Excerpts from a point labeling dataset
-=-=-=-=-

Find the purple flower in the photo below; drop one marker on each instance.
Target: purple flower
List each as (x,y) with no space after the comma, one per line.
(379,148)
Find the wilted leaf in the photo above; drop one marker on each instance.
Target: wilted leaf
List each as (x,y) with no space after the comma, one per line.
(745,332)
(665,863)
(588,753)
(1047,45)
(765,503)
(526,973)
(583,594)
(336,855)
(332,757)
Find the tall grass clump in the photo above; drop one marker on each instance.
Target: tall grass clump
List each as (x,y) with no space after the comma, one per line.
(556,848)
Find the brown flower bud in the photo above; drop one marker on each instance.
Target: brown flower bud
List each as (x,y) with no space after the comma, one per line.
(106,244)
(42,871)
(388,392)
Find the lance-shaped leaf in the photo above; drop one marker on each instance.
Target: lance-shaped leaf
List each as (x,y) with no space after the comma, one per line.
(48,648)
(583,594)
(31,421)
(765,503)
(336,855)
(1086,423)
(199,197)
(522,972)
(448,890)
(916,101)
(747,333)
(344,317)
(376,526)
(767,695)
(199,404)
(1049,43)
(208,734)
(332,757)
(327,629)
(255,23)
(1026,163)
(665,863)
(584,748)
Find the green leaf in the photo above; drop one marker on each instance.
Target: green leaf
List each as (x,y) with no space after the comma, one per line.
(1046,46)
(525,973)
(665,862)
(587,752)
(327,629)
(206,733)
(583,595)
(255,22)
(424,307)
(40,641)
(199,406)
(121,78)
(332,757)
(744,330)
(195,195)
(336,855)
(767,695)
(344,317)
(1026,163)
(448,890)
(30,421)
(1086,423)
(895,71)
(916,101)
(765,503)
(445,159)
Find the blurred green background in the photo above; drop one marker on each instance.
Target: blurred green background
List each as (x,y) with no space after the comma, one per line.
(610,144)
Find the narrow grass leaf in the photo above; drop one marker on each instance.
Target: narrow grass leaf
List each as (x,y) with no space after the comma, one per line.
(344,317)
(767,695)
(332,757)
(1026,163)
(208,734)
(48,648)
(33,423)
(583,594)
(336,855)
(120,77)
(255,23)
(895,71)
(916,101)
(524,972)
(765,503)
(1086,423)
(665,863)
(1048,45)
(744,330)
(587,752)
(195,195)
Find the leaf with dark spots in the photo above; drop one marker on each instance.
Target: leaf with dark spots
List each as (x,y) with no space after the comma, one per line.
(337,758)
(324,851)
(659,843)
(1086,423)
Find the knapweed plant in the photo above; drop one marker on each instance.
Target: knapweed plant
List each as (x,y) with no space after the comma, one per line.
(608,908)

-=-=-=-=-

## TASK STATEMENT
Reproduce the lines above verbatim.

## TASK RESPONSE
Find the purple flower in the photo below; drop one marker on each instance.
Target: purple flower
List each as (x,y) with no space after the comma, one per line.
(379,148)
Find the wilted leaf in the photo above; drop one marker on each instance.
Target: wilted leaf
List each as (x,y) with no space after the comma, one per line.
(745,332)
(665,863)
(588,753)
(1047,45)
(765,503)
(526,973)
(583,594)
(336,855)
(332,757)
Find the tall grass clump in the photo above; drop one marker on each instance.
Target: tall grass clump
List each as (x,y) with no space after the comma, one per line.
(556,848)
Find the brown flower bud in the photo above; drop one marker on each instance.
Target: brown flower bud
List each as (x,y) with no space after the comma, one per line.
(106,244)
(42,871)
(388,392)
Find the lance-shaped leaf in the photo above; drop one marker on each instance.
Target: lance-shaped leaf
List each as (x,y) with no space after the comma, one per line.
(48,648)
(583,594)
(31,421)
(765,503)
(336,855)
(1086,423)
(199,197)
(522,972)
(448,890)
(916,101)
(747,333)
(344,317)
(376,526)
(767,695)
(199,404)
(1049,43)
(208,734)
(332,757)
(327,629)
(255,23)
(1026,163)
(665,863)
(584,748)
Find the green leaf in the photo above; drop one marker on each instance.
Target: green leaf
List each as (x,y) with no space after the comma, one per line.
(1046,46)
(525,973)
(665,862)
(587,752)
(327,629)
(206,733)
(583,595)
(255,22)
(424,307)
(40,641)
(199,406)
(121,78)
(332,757)
(744,330)
(195,195)
(336,855)
(767,695)
(344,317)
(1026,163)
(448,890)
(30,421)
(1086,423)
(895,71)
(916,101)
(765,503)
(445,159)
Find the blurred green background in the photo above; drop one marker on each instance.
Target: blurred green background
List each as (x,y) with no space after the comma, one per line.
(610,144)
Find the narrow grass leaf in the photo above; drop one marker on each instance.
Target: narrow grass leaf
List each as (x,y) with no space after the comma, one per line.
(344,317)
(767,695)
(332,757)
(1026,163)
(208,734)
(48,648)
(33,423)
(583,594)
(336,855)
(120,77)
(255,23)
(895,71)
(916,101)
(524,972)
(765,503)
(1086,423)
(665,863)
(1048,45)
(744,330)
(587,752)
(195,195)
Find the leaf with dark spots in the photo above; drop one marker on each instance.
Target: leaf with dark spots
List each as (x,y) with no space after the comma, one per line.
(337,758)
(324,851)
(659,843)
(1086,423)
Find the knapweed plant in the photo above; drop one marker on each instance.
Target: knapweed plant
List each as (x,y) with no space after the comma, one per line.
(608,908)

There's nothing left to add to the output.